■ **What is needed**
Return every line in the entries below where the word "flower" shows up.

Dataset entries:
====

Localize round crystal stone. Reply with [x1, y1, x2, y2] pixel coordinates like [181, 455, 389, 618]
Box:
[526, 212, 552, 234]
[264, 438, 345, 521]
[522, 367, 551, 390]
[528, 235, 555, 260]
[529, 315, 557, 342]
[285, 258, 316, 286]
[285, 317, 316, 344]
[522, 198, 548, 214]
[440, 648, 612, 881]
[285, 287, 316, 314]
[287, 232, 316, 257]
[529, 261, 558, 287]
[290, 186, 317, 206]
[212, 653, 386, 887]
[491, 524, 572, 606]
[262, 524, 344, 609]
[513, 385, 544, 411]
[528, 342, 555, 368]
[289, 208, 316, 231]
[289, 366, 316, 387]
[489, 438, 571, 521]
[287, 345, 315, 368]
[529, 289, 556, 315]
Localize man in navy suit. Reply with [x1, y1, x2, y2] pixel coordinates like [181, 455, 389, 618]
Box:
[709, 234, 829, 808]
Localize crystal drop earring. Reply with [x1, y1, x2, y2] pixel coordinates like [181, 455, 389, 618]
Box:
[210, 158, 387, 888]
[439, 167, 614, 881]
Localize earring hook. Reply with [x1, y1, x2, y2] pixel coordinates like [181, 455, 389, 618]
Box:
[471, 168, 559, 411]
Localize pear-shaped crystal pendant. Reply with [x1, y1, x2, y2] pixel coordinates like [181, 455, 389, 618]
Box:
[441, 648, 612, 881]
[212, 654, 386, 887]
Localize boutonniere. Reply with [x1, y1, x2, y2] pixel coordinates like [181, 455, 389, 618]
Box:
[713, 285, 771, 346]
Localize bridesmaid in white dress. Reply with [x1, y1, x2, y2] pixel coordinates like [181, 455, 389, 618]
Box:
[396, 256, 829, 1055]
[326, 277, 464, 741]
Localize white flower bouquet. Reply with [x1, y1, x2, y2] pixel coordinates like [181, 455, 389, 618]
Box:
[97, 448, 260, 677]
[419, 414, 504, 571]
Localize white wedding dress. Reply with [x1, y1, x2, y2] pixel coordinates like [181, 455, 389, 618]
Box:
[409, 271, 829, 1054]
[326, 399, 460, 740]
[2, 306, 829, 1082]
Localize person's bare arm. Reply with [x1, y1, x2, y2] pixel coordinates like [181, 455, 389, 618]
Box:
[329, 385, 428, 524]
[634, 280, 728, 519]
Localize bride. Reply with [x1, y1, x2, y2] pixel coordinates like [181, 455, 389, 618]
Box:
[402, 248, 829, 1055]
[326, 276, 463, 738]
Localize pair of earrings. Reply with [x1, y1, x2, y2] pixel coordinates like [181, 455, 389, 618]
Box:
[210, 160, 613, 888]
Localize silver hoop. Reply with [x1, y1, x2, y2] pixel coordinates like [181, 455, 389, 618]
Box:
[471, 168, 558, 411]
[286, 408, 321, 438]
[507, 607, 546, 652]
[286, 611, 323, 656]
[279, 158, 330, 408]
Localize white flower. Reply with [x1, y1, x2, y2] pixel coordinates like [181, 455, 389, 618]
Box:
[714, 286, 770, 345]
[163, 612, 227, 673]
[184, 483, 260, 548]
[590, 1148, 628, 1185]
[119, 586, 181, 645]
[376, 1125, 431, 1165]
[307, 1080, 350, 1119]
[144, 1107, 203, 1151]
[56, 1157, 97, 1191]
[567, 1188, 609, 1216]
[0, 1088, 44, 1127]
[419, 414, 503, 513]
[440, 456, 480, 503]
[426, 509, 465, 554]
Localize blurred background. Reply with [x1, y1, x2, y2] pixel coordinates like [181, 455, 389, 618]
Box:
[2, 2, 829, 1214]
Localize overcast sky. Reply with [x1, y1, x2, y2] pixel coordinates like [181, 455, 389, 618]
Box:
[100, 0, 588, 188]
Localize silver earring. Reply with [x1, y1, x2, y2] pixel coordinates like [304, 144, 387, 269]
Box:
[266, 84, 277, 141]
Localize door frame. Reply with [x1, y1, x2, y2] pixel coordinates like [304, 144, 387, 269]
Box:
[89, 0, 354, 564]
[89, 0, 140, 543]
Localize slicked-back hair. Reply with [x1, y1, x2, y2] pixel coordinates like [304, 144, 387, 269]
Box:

====

■ **Response area**
Localize white flower bouquet. Reply with [x1, y1, x2, y2] pixel coordinates like [181, 455, 389, 618]
Localize white flower. Reply with [x1, y1, x2, y2] pixel coordinates like [181, 455, 389, 618]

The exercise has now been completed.